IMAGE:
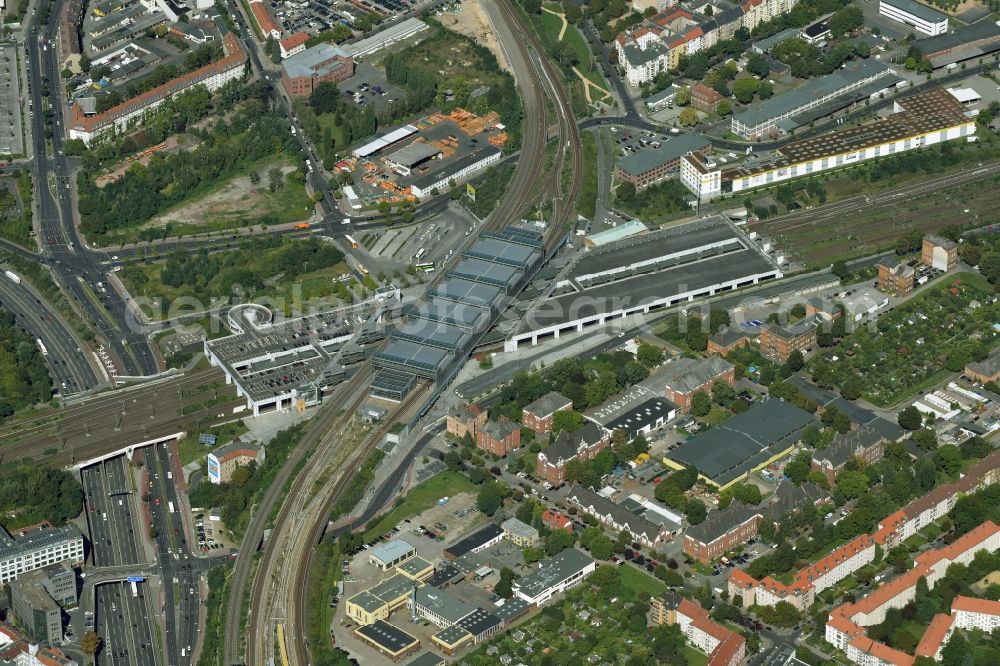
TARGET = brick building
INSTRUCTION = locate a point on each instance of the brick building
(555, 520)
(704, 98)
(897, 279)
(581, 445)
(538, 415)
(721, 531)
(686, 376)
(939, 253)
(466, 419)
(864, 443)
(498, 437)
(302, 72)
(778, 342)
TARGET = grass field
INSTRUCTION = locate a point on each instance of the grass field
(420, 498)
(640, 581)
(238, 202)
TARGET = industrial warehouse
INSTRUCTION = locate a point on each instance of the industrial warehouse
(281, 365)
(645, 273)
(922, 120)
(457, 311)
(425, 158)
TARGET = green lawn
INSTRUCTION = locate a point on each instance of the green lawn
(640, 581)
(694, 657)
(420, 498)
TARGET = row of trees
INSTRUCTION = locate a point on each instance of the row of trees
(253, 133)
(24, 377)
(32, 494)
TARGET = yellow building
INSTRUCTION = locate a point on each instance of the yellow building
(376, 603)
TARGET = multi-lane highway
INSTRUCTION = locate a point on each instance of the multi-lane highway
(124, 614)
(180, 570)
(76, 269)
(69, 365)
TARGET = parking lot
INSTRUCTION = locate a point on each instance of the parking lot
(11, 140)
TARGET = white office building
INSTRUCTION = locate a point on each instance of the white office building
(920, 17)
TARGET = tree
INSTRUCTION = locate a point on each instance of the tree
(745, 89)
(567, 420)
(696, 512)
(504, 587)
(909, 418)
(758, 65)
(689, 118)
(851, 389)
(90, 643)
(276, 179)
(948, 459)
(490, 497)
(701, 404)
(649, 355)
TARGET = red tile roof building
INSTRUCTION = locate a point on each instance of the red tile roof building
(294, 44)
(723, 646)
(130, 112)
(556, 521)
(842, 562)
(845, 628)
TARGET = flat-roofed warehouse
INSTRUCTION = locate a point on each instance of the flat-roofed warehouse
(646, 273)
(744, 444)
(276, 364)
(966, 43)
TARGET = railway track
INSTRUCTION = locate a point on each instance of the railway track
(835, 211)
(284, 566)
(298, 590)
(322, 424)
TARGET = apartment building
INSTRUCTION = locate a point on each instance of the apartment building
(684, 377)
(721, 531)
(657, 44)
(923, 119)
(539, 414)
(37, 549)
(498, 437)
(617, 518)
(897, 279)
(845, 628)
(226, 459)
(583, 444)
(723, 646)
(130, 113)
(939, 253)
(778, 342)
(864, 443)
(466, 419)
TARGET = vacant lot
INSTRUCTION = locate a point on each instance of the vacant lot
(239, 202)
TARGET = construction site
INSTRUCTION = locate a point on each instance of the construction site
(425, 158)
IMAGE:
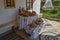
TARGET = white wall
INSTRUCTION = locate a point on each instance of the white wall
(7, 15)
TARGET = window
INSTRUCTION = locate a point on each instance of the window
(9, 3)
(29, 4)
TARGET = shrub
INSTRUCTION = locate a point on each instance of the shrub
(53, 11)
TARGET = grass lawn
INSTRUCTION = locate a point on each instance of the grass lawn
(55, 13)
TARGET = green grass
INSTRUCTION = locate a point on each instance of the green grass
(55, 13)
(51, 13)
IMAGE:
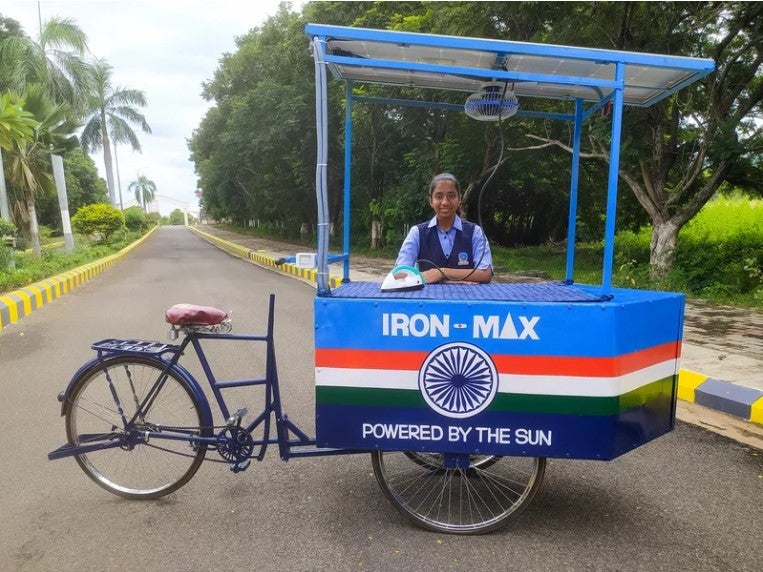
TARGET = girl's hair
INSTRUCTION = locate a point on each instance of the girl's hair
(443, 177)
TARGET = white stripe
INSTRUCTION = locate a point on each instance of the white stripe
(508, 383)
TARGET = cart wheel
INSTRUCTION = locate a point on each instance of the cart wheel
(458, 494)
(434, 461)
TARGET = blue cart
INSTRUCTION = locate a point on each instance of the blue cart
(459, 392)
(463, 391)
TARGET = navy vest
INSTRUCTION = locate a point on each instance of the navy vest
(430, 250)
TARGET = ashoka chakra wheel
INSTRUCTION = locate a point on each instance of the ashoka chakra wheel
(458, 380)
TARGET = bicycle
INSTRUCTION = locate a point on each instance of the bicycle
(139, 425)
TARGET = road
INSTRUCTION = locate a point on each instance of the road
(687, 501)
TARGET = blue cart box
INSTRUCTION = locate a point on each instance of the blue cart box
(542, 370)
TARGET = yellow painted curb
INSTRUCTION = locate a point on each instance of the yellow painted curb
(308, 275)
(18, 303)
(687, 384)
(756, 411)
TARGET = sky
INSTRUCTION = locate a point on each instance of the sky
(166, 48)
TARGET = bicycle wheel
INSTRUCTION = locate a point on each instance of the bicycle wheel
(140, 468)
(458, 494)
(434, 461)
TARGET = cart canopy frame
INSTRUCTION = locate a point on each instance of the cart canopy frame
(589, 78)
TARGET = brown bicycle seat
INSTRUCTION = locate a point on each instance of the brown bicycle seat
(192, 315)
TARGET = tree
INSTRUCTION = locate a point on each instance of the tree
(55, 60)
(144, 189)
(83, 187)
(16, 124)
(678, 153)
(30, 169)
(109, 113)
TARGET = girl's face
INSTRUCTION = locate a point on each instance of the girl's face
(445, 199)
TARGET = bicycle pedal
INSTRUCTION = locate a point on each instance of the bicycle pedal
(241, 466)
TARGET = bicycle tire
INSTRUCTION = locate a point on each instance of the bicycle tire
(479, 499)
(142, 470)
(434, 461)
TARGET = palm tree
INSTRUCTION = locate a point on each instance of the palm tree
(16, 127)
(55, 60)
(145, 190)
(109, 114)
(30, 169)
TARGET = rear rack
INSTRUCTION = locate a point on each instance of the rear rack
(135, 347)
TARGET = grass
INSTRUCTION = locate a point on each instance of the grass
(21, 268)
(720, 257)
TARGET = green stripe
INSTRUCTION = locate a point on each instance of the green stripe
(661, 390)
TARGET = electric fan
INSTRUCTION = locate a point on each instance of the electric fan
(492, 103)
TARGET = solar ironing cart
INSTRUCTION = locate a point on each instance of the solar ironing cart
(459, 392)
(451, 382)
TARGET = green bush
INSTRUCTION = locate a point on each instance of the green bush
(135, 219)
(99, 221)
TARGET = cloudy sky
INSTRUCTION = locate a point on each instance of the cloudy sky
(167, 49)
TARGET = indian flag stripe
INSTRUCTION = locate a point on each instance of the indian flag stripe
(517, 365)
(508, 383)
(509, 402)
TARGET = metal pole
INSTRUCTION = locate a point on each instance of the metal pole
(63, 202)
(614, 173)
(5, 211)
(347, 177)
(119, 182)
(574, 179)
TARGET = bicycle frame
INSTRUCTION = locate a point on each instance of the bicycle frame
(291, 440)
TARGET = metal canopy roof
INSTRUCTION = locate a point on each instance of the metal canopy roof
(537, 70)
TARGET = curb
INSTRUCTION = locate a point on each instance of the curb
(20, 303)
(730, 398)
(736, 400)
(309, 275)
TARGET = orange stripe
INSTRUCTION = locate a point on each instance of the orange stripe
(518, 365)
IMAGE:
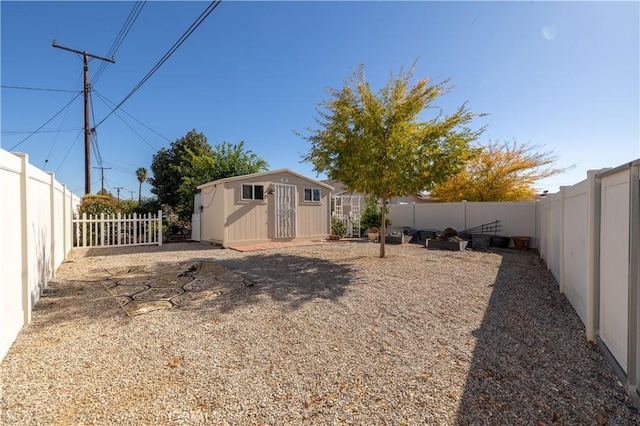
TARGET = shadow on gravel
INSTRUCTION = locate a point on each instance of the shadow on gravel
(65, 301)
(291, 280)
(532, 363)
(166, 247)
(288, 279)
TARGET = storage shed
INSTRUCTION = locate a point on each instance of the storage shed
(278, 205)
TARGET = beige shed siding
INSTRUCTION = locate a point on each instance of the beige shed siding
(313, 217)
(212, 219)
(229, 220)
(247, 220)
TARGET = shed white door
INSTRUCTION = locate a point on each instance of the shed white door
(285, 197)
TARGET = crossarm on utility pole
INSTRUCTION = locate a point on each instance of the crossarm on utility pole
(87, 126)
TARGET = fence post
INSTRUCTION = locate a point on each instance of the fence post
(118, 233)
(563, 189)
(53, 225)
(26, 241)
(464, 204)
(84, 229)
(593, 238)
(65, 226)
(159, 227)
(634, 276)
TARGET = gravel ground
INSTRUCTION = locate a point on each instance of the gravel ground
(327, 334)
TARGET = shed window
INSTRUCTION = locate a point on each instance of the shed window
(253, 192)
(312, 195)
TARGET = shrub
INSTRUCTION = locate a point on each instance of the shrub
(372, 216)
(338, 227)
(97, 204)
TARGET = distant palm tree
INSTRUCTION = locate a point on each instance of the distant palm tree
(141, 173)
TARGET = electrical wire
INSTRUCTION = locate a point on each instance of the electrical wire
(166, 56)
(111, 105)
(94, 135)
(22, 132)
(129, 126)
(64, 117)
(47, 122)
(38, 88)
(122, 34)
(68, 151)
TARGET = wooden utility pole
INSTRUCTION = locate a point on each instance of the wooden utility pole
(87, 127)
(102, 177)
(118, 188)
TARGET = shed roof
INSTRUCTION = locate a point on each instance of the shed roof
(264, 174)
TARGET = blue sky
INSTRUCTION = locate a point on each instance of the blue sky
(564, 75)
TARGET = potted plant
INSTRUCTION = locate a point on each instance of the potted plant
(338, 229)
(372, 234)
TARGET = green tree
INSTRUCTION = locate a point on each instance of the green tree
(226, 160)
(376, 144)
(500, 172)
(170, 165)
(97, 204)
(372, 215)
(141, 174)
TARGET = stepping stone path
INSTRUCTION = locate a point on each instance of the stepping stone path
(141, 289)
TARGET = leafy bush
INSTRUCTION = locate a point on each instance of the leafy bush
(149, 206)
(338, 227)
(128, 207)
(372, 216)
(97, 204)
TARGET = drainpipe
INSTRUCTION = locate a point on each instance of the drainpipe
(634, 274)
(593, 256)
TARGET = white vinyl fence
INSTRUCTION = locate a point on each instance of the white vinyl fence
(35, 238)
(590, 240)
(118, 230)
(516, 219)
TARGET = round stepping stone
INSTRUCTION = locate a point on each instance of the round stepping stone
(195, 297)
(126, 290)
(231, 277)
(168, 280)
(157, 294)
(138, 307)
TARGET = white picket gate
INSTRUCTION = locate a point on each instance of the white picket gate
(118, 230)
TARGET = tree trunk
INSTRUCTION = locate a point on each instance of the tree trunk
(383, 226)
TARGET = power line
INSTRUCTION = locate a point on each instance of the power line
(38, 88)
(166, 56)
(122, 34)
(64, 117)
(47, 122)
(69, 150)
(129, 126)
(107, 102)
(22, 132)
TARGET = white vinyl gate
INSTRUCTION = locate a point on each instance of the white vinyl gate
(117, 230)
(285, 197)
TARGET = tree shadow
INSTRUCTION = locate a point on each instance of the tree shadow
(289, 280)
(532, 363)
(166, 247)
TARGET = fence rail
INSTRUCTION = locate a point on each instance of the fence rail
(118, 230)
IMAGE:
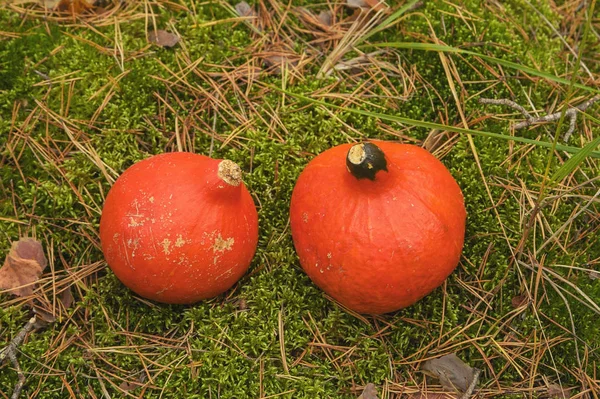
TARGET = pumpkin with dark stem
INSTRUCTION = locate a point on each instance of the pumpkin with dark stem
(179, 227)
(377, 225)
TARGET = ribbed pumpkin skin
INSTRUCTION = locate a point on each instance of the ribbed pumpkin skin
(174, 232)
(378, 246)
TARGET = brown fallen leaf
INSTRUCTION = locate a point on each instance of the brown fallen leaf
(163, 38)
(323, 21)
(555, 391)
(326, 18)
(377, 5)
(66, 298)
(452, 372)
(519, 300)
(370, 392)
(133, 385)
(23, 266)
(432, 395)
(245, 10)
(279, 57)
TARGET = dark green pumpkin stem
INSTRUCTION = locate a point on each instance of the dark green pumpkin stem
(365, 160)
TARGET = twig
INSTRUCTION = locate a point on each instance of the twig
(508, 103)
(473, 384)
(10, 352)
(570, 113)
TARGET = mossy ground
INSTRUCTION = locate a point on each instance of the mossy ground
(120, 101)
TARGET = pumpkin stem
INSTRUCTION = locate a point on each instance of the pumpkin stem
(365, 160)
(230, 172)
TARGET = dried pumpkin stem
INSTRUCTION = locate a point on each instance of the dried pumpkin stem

GIVEN PROBLEM: Pull out every line of the listing above, from the line containing "TARGET = mossy ground" through the end of the listing, and reproduce them unchanged.

ANSWER BELOW:
TARGET = mossy ground
INSTRUCTION = locate a point on each instance of the mossy ground
(120, 101)
TARGET = pumpkin stem
INSTRUCTION = locate a point on each instance of the pumpkin stem
(365, 160)
(230, 172)
TARGET = dried pumpkin stem
INSTRUCTION = locate a point on each instance of the dried pumpkin stem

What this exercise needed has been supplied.